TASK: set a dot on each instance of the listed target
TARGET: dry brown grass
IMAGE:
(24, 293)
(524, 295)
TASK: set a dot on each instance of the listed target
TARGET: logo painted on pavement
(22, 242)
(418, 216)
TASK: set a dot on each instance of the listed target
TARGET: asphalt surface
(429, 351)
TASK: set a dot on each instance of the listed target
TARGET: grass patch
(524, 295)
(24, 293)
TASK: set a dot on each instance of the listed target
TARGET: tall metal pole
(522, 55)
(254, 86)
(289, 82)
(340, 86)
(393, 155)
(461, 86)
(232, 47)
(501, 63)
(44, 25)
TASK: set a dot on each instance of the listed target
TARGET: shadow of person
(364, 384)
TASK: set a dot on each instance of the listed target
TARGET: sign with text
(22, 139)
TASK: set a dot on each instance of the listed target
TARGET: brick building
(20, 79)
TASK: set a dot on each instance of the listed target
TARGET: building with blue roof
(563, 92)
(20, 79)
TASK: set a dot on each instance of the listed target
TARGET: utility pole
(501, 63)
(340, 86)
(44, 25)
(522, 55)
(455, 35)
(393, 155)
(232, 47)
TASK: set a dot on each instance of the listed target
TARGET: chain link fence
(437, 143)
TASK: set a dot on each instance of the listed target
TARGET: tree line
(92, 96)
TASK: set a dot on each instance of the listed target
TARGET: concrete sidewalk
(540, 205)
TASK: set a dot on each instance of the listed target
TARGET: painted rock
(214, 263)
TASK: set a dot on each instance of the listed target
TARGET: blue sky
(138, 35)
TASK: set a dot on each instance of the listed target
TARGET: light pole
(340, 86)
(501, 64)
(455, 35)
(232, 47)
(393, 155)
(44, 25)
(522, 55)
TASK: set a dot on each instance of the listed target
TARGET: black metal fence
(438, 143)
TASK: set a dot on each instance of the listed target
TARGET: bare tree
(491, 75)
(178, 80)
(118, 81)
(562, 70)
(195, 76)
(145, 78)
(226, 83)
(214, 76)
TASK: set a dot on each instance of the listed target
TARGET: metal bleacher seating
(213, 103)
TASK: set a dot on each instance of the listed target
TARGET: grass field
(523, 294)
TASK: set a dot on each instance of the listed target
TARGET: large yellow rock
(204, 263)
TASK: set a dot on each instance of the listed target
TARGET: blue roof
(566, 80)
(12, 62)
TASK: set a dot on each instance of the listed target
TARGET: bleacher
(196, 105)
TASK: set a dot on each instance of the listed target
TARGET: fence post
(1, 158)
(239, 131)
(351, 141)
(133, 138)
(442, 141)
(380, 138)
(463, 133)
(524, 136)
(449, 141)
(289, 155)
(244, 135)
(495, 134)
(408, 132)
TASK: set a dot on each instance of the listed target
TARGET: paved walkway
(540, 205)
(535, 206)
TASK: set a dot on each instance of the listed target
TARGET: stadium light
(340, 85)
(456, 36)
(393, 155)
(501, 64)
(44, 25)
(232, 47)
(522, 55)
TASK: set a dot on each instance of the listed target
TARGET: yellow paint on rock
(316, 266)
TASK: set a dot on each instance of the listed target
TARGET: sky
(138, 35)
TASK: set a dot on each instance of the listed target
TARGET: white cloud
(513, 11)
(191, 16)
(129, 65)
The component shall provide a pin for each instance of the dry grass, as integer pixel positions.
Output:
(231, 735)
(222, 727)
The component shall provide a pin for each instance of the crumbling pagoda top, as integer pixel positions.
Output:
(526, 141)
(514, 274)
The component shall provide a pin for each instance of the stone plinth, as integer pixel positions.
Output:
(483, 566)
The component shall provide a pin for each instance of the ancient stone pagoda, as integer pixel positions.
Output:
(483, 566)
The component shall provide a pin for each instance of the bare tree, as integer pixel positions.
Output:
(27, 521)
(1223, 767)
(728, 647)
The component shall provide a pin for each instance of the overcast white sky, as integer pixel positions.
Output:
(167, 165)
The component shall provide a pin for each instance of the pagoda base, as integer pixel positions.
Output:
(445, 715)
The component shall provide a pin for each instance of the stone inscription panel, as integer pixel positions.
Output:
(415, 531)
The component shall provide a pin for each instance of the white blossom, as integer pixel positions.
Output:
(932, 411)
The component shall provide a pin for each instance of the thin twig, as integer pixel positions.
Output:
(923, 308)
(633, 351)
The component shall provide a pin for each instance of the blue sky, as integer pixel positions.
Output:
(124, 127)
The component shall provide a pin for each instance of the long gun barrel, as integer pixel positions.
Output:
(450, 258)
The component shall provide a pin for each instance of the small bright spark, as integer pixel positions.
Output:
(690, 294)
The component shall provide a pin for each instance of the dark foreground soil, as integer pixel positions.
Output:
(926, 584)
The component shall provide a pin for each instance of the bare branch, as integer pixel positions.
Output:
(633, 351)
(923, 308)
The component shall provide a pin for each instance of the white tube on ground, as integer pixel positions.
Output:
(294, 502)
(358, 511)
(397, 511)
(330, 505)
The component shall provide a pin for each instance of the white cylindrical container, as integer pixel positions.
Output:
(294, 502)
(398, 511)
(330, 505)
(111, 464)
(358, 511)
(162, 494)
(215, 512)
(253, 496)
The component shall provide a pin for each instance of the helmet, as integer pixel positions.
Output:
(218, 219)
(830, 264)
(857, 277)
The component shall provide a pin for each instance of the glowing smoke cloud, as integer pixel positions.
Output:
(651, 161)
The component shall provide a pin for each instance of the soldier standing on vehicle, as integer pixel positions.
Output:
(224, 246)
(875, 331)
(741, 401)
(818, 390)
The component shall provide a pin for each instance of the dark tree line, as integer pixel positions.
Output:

» **Directive**
Every record shown above must be echoed exactly.

» **Solved exercise**
TASK: set a dot on each instance of the listed target
TARGET: dry brown grass
IMAGE:
(24, 293)
(524, 295)
TASK: set a dot on each instance of the listed target
TARGET: logo painted on pavement
(22, 242)
(418, 216)
TASK: set a dot on each instance of the listed target
TARGET: asphalt surface
(429, 351)
TASK: set a dot on each instance of the listed target
TARGET: grass patch
(524, 295)
(24, 293)
TASK: set a dot on each instance of the listed target
TARGET: tall metal pole
(522, 55)
(254, 86)
(289, 82)
(340, 86)
(393, 155)
(461, 86)
(232, 47)
(501, 63)
(44, 25)
TASK: set a dot on each instance of the listed target
TARGET: shadow of person
(364, 384)
TASK: set a dot on each instance of the listed target
TARGET: sign with text
(22, 139)
TASK: set a dot on each instance of the listed target
TARGET: brick building
(20, 79)
TASK: set a dot on each instance of the listed target
TARGET: building with blue roof
(563, 92)
(20, 79)
TASK: set a dot on each instance of the listed target
TARGET: utility pole
(501, 63)
(340, 86)
(44, 25)
(522, 55)
(455, 35)
(393, 155)
(232, 47)
TASK: set a dot on each instance of the listed target
TARGET: chain link fence
(437, 143)
TASK: set a dot on each instance of the listed target
TARGET: tree line
(92, 96)
TASK: set a dot on each instance of the listed target
TARGET: concrete sidewalk
(540, 205)
TASK: set a dot on each instance of the listed target
TARGET: painted rock
(214, 263)
TASK: set a dot on each instance of the listed target
TARGET: blue sky
(138, 35)
TASK: set a dot on each instance of the listed target
TARGET: light pole
(340, 86)
(501, 64)
(455, 35)
(232, 47)
(393, 155)
(44, 25)
(522, 55)
TASK: set a dot on each instance of the listed target
TARGET: black metal fence
(438, 143)
TASK: set a dot on each instance of the listed target
TARGET: bare tree
(491, 75)
(178, 80)
(118, 81)
(562, 70)
(195, 76)
(145, 78)
(226, 83)
(214, 76)
TASK: set a dot on each instance of the listed target
TARGET: metal bleacher seating
(213, 103)
TASK: set a dot on each instance of the listed target
TARGET: grass field
(523, 294)
TASK: set a dot on each instance of the listed target
TARGET: large yellow rock
(204, 263)
TASK: set a dot on each instance of the listed target
TARGET: blue roof
(566, 80)
(12, 62)
TASK: set a dot on each instance of the listed target
TARGET: bleacher
(196, 105)
TASK: set a dot on each instance of the listed target
TARGET: fence post
(1, 158)
(239, 131)
(351, 141)
(133, 138)
(442, 141)
(380, 138)
(463, 133)
(524, 136)
(449, 141)
(289, 155)
(244, 135)
(495, 134)
(408, 132)
TASK: set a dot on each instance of the listed target
TARGET: paved walkway
(540, 205)
(535, 206)
TASK: set a dot on each instance of the listed target
TARGET: stadium light
(340, 85)
(456, 36)
(393, 155)
(501, 64)
(44, 25)
(232, 47)
(522, 55)
TASK: set a dot on each instance of the listed target
TARGET: yellow paint on rock
(316, 266)
TASK: set a dot on each instance of the listed target
TARGET: sky
(138, 35)
TASK: set a dot on each instance of the listed target
TARGET: white cloud
(513, 11)
(191, 16)
(129, 65)
The component shall provide a pin for each instance of the dry grass, as integer pixel positions.
Output:
(231, 735)
(222, 727)
The component shall provide a pin for each instance of the crumbling pagoda top, as integer pixel positions.
Output:
(526, 141)
(514, 274)
The component shall provide a pin for each instance of the stone plinth, as integer pixel positions.
Output:
(483, 566)
The component shall provide a pin for each instance of the ancient stone pagoda, as integer pixel positions.
Output:
(483, 566)
The component shall provide a pin for each instance of the bare tree, as integer pixel positions.
Output:
(27, 521)
(1223, 767)
(728, 647)
The component shall provide a pin for each instance of the overcast white sky, as integer pixel positions.
Output:
(167, 165)
The component shall provide a pin for each instance of the pagoda base, as integer pixel positions.
Output:
(445, 715)
The component shall provide a pin for each instance of the stone inscription panel, as integer pixel positions.
Output:
(415, 531)
The component shall provide a pin for each instance of the white blossom, as integer pixel positions.
Output:
(932, 411)
The component shall provide a pin for each instance of the thin twig, as integer pixel positions.
Output:
(923, 308)
(633, 351)
The component shall provide a pin for each instance of the blue sky, as integer pixel positions.
Output:
(124, 127)
The component shall provide a pin for each instance of the long gun barrel, as integer pixel positions.
Output:
(450, 258)
The component shall provide a pin for each instance of the small bright spark, as integer pixel positions.
Output:
(690, 294)
The component shall provide a pin for each instance of the dark foreground soil, as integer pixel positions.
Output:
(926, 584)
The component shall provide a pin for each instance of the bare branch, as integer pixel positions.
Output:
(633, 351)
(923, 308)
The component shall provide a pin for each instance of the white tube on ground, as integer pixel positions.
Output:
(294, 502)
(358, 511)
(397, 511)
(330, 505)
The component shall provide a pin for each instance of the white cylindrical container, as integer pixel positions.
Output:
(294, 502)
(398, 511)
(330, 505)
(111, 464)
(358, 511)
(162, 494)
(215, 512)
(253, 496)
The component shall provide a pin for each instance of the helmet, as integer pixel positions.
Output:
(218, 219)
(830, 264)
(857, 277)
The component shall provide a pin for each instance of the glowing smoke cloud, as integer pixel positions.
Output:
(651, 161)
The component shall provide a pin for each instance of the soldier standing on vehicle, as integer pixel positions.
Output:
(224, 246)
(875, 331)
(741, 401)
(818, 390)
The component shall provide a pin for each instance of the dark tree line, as integer pixel positions.
Output:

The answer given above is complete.